>>>>>

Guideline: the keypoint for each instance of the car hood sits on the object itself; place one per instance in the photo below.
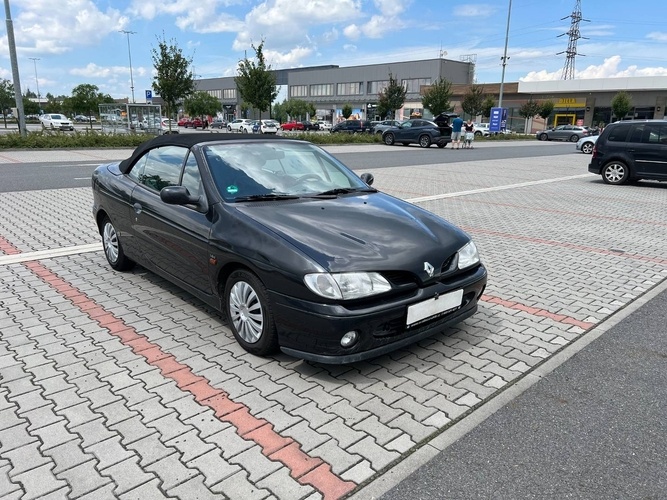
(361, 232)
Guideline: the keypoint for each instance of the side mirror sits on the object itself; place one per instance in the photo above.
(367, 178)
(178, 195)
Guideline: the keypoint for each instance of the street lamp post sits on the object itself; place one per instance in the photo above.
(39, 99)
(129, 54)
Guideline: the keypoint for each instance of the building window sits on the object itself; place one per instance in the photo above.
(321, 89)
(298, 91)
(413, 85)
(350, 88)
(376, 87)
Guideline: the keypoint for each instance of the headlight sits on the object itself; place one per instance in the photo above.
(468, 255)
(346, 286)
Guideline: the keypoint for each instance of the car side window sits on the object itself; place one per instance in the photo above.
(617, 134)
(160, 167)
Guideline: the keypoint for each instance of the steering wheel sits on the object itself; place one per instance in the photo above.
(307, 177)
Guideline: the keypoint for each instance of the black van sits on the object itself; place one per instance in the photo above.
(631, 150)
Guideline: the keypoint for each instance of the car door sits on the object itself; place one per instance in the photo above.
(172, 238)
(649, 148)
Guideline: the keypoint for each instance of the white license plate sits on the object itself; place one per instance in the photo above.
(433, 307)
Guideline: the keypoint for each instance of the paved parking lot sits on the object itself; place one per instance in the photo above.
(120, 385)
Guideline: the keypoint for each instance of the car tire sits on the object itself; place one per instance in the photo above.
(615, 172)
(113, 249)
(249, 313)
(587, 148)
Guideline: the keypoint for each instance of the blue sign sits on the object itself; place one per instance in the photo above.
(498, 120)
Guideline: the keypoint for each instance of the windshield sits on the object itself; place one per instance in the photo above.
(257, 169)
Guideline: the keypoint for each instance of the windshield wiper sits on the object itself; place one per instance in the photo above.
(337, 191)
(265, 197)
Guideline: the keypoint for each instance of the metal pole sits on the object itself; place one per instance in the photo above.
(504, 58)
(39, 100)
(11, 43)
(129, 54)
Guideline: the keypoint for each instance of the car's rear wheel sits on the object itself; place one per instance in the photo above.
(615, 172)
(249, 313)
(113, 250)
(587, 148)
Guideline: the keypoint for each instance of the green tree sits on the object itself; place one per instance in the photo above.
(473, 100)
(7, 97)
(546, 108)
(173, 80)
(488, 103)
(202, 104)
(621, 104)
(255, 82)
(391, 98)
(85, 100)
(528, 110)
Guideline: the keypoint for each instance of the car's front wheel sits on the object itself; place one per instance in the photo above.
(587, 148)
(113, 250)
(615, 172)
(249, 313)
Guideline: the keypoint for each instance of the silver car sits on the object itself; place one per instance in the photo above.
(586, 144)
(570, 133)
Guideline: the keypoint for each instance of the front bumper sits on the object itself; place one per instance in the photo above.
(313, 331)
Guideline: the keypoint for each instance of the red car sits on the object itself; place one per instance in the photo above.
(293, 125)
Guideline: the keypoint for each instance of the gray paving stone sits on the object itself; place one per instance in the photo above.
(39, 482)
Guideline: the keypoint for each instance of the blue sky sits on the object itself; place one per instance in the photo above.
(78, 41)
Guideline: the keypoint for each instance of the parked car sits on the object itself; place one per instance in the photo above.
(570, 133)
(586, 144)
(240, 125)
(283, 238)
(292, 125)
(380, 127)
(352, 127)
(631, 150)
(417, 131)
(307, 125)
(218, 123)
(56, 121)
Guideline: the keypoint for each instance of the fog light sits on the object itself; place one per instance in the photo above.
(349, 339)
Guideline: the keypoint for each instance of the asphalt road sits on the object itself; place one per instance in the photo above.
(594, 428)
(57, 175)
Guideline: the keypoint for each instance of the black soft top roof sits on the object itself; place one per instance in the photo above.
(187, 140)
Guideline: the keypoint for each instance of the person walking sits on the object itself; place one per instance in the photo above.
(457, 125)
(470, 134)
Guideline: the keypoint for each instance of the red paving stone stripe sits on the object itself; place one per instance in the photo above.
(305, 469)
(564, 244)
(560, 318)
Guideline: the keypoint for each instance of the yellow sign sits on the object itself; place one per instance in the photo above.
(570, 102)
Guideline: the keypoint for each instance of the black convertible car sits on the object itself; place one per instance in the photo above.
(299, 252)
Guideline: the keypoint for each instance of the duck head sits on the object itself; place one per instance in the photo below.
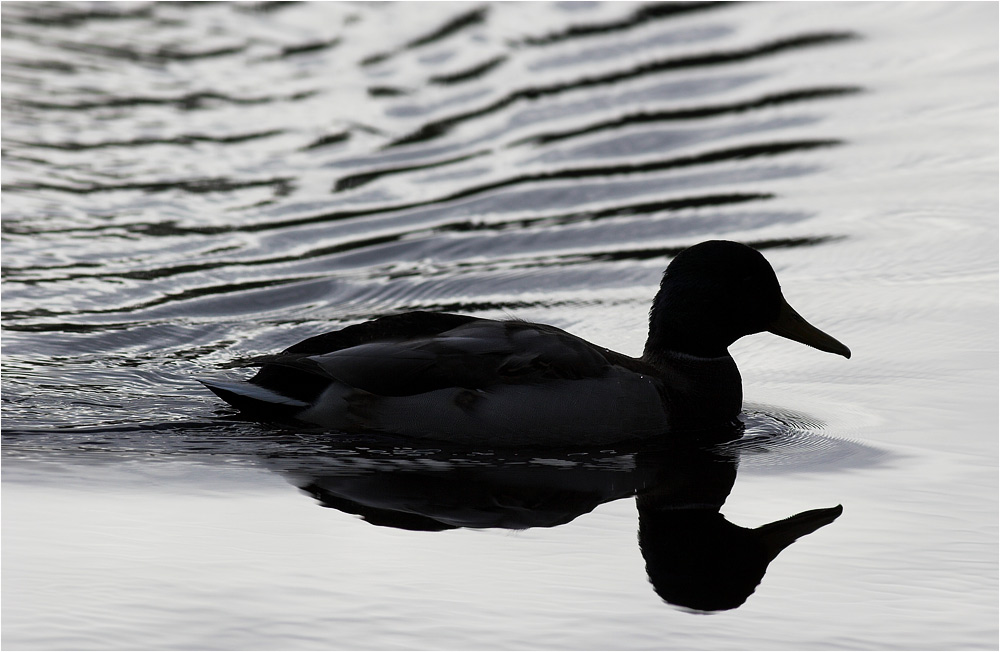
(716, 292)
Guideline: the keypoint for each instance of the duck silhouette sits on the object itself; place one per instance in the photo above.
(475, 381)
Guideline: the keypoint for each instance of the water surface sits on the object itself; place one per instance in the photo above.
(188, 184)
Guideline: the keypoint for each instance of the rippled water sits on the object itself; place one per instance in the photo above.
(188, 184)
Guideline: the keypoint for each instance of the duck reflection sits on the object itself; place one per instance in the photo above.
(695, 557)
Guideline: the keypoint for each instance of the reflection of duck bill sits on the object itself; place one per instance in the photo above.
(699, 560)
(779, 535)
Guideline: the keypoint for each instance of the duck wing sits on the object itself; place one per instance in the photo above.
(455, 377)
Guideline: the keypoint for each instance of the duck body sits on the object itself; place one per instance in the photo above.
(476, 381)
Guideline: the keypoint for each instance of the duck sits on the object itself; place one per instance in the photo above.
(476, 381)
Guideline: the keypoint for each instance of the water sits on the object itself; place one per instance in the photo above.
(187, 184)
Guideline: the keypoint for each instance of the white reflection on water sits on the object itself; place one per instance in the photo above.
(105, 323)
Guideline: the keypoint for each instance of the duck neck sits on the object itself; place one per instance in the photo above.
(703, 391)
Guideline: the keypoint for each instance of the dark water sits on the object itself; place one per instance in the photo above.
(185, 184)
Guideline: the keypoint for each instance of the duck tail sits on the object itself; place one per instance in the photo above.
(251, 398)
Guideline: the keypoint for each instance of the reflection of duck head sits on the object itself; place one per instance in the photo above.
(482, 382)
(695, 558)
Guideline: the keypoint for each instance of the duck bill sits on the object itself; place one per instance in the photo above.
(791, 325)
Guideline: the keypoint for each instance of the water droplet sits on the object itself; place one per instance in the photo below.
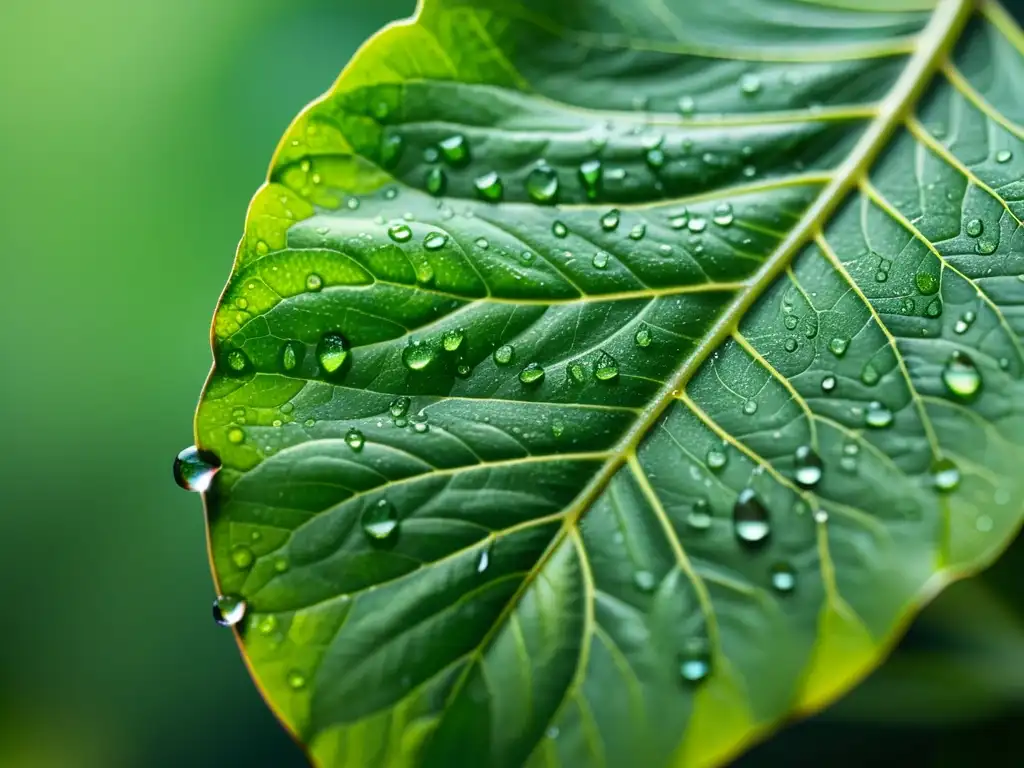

<<<<<
>>>>>

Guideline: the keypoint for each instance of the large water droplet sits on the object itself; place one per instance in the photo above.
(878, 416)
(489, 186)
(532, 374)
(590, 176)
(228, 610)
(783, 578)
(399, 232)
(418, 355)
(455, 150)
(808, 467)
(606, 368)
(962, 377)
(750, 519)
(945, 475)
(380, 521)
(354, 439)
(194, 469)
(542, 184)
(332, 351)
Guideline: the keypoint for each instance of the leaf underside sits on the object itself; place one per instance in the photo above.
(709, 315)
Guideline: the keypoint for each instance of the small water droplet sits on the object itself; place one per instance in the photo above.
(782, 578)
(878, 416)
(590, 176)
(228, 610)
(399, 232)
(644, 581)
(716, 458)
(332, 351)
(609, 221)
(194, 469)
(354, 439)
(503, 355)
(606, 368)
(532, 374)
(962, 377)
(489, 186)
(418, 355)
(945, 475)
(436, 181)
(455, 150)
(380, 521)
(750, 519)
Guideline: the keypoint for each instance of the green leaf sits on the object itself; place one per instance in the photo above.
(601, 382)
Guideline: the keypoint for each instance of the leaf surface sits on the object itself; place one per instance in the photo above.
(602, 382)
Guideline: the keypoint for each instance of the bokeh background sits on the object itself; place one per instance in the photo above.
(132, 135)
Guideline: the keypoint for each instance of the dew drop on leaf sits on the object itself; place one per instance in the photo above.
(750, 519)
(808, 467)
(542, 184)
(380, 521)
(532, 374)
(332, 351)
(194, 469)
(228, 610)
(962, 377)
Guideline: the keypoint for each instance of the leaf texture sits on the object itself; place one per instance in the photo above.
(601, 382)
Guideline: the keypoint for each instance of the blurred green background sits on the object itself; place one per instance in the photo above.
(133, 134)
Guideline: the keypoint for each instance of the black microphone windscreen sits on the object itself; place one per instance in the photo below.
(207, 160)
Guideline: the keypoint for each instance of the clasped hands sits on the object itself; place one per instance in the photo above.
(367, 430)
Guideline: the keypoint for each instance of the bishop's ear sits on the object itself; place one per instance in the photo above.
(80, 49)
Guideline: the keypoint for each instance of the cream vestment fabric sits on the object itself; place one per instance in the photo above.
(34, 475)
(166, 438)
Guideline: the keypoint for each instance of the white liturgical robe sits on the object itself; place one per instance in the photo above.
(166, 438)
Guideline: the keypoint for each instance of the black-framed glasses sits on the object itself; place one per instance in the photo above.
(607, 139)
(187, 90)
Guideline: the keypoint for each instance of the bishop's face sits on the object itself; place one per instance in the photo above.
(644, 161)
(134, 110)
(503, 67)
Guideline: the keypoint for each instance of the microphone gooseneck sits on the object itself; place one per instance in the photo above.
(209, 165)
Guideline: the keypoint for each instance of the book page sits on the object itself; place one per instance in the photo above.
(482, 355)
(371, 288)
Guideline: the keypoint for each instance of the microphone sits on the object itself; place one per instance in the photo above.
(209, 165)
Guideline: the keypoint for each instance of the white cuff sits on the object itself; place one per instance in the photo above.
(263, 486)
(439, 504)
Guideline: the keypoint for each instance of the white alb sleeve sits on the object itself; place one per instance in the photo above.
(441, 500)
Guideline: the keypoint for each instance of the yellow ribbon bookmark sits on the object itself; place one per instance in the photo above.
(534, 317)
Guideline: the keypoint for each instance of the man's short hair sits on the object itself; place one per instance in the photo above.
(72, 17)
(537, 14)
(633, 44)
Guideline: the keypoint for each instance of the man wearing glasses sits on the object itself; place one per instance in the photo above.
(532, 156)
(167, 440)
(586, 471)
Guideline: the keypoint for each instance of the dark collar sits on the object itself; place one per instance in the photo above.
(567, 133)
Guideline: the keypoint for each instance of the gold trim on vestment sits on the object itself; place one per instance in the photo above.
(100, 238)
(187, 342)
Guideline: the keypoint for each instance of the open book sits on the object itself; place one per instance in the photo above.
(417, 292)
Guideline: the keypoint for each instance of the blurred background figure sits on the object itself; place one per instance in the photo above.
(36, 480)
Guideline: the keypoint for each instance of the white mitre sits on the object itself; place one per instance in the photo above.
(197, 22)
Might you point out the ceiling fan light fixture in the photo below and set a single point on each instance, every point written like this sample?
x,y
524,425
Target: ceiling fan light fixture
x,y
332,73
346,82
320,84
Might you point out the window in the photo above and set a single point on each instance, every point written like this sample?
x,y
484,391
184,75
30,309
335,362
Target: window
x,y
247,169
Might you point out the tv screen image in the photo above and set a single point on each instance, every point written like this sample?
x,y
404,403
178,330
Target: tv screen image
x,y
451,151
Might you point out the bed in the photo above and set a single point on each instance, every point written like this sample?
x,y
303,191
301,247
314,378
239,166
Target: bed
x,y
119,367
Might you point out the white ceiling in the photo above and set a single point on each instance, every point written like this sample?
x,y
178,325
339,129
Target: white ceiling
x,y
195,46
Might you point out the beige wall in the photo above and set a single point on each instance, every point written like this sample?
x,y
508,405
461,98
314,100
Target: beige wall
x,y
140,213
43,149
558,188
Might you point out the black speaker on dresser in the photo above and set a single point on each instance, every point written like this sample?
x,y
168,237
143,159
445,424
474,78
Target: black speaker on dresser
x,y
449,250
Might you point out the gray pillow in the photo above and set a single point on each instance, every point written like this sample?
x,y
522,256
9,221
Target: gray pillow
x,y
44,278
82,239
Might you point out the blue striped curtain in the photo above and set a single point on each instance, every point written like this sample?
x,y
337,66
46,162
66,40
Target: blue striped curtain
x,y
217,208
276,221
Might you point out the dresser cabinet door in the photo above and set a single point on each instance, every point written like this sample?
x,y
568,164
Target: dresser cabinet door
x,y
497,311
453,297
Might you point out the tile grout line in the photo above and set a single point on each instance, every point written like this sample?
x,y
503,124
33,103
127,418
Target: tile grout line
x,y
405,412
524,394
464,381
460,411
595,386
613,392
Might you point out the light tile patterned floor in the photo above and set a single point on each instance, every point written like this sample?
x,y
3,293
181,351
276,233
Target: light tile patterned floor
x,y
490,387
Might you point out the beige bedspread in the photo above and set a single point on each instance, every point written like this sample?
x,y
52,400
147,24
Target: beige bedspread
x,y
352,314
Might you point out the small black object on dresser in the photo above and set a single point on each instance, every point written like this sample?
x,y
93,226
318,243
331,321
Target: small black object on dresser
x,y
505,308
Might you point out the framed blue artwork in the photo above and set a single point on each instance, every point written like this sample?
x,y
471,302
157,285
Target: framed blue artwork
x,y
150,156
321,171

<<<<<

**Exercise:**
Look above for the line that contains "the white reflection". Starting there, transcribe every line exactly until you have copied the line that contains "Guideline: the keypoint for each instance of the water droplet".

**Exercise response:**
Guideline: the keypoint for each instance of the white reflection on water sits on the object itself; place one per instance in the photo above.
(105, 323)
Guideline: the keypoint for each instance of the duck neck sits on the object itself; place one per instance in the photo above.
(703, 391)
Guideline: the keypoint for each instance of the dark water sits on the object itself; place one per instance in the photo above.
(185, 184)
Guideline: the keypoint for each instance of the duck tail sits on the object itself; place one per instance in the photo above.
(251, 398)
Guideline: the keypoint for each instance of the reflection of duck head sits on the object itself; place one per instance in the photo above.
(482, 382)
(695, 558)
Guideline: the keypoint for each instance of the duck bill sits on the object itself; place one per instance in the photo above.
(791, 325)
Guideline: the keypoint for each instance of the water droplet sits on the object itself; place one per instance in the photo below.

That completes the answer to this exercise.